Rewrite the lines starting at the one that contains "Identify each instance of the rider in" and continuing through the end, changing "marker" to "pin" and leaving everything else the same.

── EXERCISE INPUTS

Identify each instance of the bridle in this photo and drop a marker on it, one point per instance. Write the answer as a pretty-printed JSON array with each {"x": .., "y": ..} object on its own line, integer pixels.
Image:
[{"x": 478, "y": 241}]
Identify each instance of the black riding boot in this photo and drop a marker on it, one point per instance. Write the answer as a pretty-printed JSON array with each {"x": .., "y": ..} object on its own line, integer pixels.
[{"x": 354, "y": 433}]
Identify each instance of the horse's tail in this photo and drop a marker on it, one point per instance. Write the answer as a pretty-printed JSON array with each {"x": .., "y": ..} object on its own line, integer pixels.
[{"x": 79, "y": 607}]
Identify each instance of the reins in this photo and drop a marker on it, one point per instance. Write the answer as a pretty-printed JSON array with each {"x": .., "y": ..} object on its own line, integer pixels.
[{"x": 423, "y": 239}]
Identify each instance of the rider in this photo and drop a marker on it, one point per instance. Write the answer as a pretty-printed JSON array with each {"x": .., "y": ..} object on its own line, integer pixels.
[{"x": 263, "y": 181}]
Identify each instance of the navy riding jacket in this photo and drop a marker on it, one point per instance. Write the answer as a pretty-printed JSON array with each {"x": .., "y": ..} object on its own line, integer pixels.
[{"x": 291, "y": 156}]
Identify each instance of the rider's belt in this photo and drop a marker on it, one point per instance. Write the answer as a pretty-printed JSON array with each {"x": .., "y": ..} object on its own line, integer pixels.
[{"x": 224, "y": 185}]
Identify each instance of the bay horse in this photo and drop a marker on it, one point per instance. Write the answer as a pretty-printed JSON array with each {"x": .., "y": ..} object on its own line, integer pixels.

────

# SOLUTION FOR THIS PROBLEM:
Identify each instance of the rider in this photo and drop a pin on it, one point per instance. Write the answer as a pretty-printed JSON array with each {"x": .., "y": ..} object on its own line, integer pixels.
[{"x": 263, "y": 181}]
Identify each instance of the navy riding jacket in this photo and drop a pin on it, one point per instance. Write the answer as a pretty-printed JSON array with each {"x": .., "y": ..} object on its own line, integer pixels.
[{"x": 291, "y": 156}]
Identify each instance of the rider's belt in this photo and drop a pin on it, one point per instance. Write the answer as a pretty-printed JSON array with each {"x": .., "y": ..} object on its own line, integer pixels.
[{"x": 224, "y": 185}]
Identify each instance of the bay horse in this photo and drop a pin on it, one point per instance. Write the answer as a pretty-printed JSON array with each {"x": .., "y": ..} object on its own line, integer pixels.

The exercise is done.